## [TASK BRIEF]
Copy the entries word for word, from the start of them through the line containing "458 308 494 330", both ends included. Leave the pictures out of your answer.

## [GIVEN DATA]
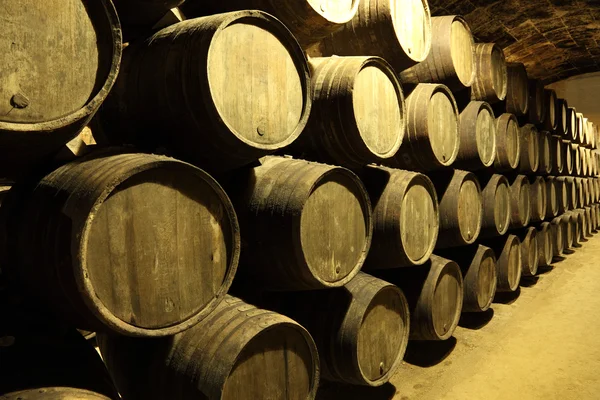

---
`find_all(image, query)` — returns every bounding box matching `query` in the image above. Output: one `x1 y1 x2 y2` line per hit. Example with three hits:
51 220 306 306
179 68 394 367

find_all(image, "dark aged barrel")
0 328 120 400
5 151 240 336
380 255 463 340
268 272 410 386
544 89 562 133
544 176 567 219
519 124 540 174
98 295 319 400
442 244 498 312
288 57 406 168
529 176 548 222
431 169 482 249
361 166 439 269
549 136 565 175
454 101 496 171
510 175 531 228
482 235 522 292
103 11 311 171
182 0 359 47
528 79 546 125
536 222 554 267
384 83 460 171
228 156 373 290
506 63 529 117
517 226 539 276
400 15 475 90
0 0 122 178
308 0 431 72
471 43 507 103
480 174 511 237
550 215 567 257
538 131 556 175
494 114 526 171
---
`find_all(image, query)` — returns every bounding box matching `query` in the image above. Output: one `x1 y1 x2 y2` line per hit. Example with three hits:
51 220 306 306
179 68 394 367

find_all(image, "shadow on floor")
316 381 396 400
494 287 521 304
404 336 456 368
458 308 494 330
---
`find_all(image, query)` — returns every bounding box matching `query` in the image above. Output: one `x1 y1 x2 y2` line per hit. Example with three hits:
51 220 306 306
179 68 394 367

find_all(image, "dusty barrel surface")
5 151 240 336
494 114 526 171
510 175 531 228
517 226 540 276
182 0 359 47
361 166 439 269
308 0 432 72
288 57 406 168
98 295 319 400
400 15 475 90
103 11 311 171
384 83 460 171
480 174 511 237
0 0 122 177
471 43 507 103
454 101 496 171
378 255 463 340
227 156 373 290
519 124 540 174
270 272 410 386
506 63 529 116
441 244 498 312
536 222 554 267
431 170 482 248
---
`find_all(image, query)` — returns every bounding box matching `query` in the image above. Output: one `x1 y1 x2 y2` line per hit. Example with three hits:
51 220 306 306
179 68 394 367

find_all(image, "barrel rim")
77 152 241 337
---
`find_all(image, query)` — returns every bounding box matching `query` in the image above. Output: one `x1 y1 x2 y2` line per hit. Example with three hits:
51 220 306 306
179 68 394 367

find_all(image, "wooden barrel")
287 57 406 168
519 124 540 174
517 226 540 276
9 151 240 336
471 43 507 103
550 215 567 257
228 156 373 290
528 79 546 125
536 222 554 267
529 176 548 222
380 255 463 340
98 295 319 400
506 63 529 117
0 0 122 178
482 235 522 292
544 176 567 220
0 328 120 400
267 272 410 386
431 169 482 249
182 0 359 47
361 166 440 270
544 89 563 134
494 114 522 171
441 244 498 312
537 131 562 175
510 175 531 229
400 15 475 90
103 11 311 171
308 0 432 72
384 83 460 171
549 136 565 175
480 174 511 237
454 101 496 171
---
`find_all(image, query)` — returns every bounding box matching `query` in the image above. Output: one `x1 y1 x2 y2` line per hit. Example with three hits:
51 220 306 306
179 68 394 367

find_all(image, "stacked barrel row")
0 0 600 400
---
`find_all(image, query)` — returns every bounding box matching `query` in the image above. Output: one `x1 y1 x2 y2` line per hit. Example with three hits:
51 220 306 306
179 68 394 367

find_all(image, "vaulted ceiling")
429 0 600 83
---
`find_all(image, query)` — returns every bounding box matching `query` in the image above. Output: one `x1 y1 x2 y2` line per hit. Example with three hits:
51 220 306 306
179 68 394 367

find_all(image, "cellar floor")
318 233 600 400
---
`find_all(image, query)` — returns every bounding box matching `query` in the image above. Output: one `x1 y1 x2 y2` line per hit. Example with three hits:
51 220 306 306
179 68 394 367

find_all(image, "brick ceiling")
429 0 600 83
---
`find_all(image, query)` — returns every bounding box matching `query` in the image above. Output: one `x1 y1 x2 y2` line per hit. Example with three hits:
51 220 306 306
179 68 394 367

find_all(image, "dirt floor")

## [COMPLETE OUTPUT]
---
`find_all(image, query)` — returns every bounding box matching `query` in the image above. Output: one `x1 y1 x2 y2` line per hit. Example with three hits:
51 220 306 306
179 68 394 367

find_all(image, "dark aged barrel")
0 328 120 400
5 151 240 336
380 255 463 340
268 272 410 386
544 89 562 133
544 176 567 219
519 124 540 174
98 295 319 400
442 244 498 312
288 57 406 168
529 176 548 222
431 169 482 249
361 166 439 269
549 136 565 175
454 101 496 171
510 175 531 228
482 235 522 292
103 11 311 171
182 0 359 47
528 79 546 125
536 222 554 267
384 83 460 171
228 156 373 290
506 63 529 117
517 226 539 276
400 15 475 90
0 0 122 178
308 0 431 72
471 43 507 103
480 174 511 237
550 215 567 257
538 131 556 175
494 114 526 171
---
`find_all(image, query)` — returns every bounding box matching `query` in the image above. Output: one `x1 y1 x2 y2` line per hit. Example with three hits:
51 220 306 306
179 68 394 367

find_all(image, "shadow on floor")
316 381 396 400
494 287 521 304
404 336 456 368
458 308 494 330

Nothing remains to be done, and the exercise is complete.